* [Your goal] Reproduce the closing run of lines below verbatim, from the line that contains "Target: orange feather detail on hat" up to and including the final line.

Extracted material: Begin

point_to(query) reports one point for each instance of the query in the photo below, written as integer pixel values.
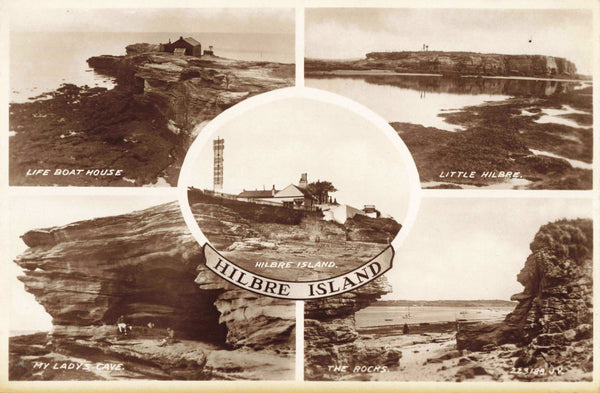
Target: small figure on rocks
(170, 339)
(124, 329)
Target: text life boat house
(187, 46)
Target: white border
(188, 168)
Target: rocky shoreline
(498, 137)
(146, 266)
(142, 127)
(547, 337)
(513, 143)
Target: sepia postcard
(299, 196)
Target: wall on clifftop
(146, 266)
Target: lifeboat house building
(189, 46)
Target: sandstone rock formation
(190, 90)
(147, 267)
(448, 63)
(330, 337)
(143, 126)
(553, 320)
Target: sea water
(41, 62)
(421, 99)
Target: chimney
(303, 183)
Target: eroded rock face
(455, 63)
(190, 90)
(330, 337)
(147, 267)
(554, 315)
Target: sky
(351, 33)
(33, 212)
(214, 20)
(274, 143)
(473, 248)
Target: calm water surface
(41, 62)
(420, 99)
(381, 316)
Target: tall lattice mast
(218, 146)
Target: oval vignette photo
(298, 190)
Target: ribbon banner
(298, 290)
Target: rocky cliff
(190, 90)
(331, 340)
(553, 320)
(147, 267)
(142, 127)
(448, 63)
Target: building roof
(294, 188)
(256, 194)
(191, 41)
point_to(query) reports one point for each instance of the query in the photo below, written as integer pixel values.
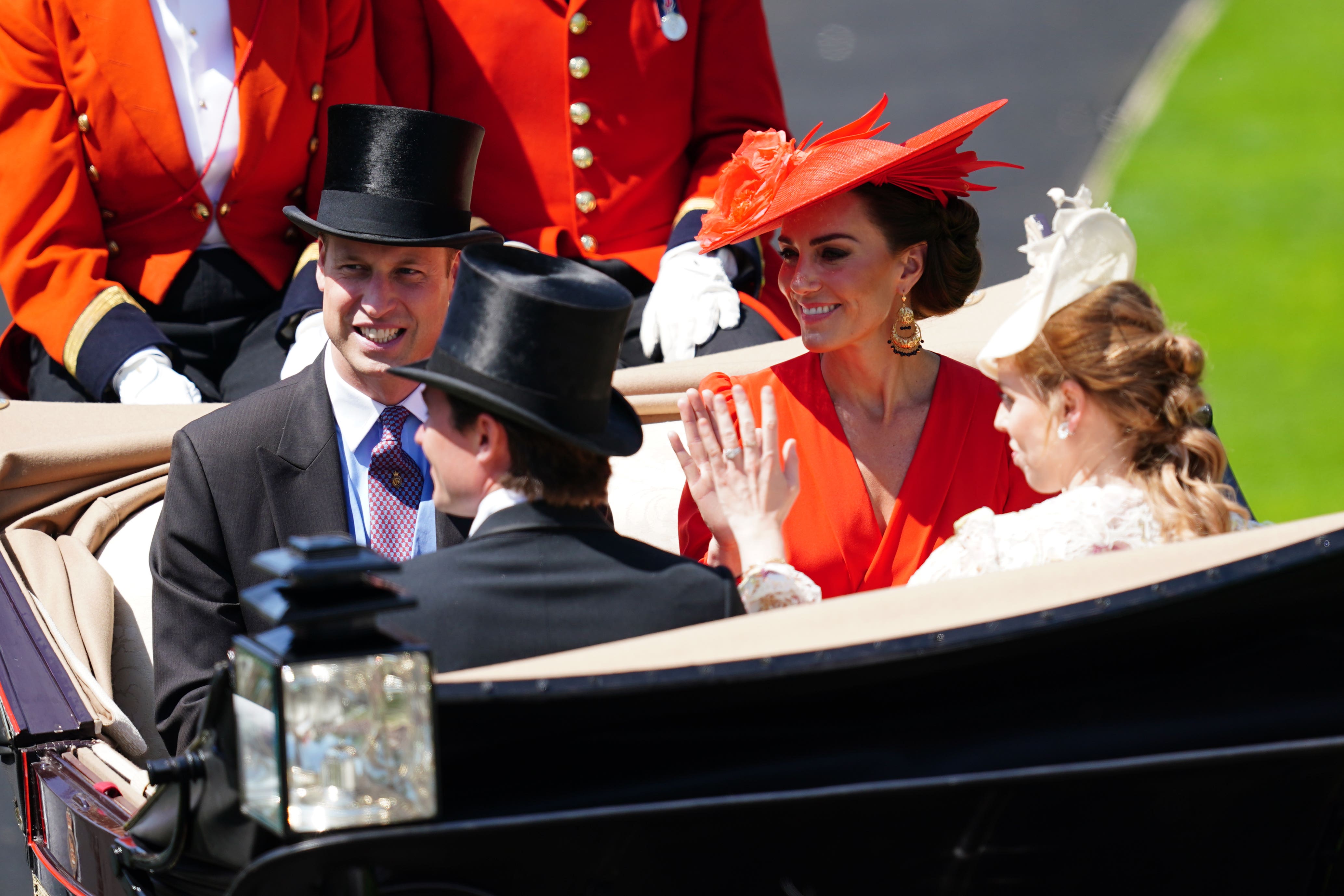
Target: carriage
(1167, 720)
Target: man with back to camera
(522, 424)
(330, 449)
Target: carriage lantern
(335, 714)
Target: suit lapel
(124, 39)
(449, 530)
(303, 476)
(264, 86)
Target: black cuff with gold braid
(109, 331)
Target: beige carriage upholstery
(81, 488)
(71, 476)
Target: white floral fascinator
(1088, 248)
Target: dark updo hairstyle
(952, 233)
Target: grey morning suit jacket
(243, 480)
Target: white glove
(148, 378)
(310, 342)
(691, 300)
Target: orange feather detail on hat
(769, 178)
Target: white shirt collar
(494, 503)
(355, 412)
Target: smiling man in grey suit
(333, 448)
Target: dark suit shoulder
(263, 412)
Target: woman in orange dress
(894, 444)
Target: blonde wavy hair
(1115, 343)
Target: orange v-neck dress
(961, 464)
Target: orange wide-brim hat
(769, 179)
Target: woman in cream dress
(1101, 403)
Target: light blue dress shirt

Extracted material: End

* [Answer box]
Target: orange feather detail on hat
(769, 178)
Target: white shirt collar
(494, 503)
(355, 412)
Target: smiling man in grey suit
(333, 448)
Target: dark suit shoulder
(263, 412)
Target: woman in orange dress
(894, 444)
Target: blonde wavy hair
(1115, 343)
Target: orange v-neck dress
(961, 464)
Target: orange wide-brim hat
(769, 179)
Target: woman in cream dress
(1101, 403)
Target: light blue dress shirt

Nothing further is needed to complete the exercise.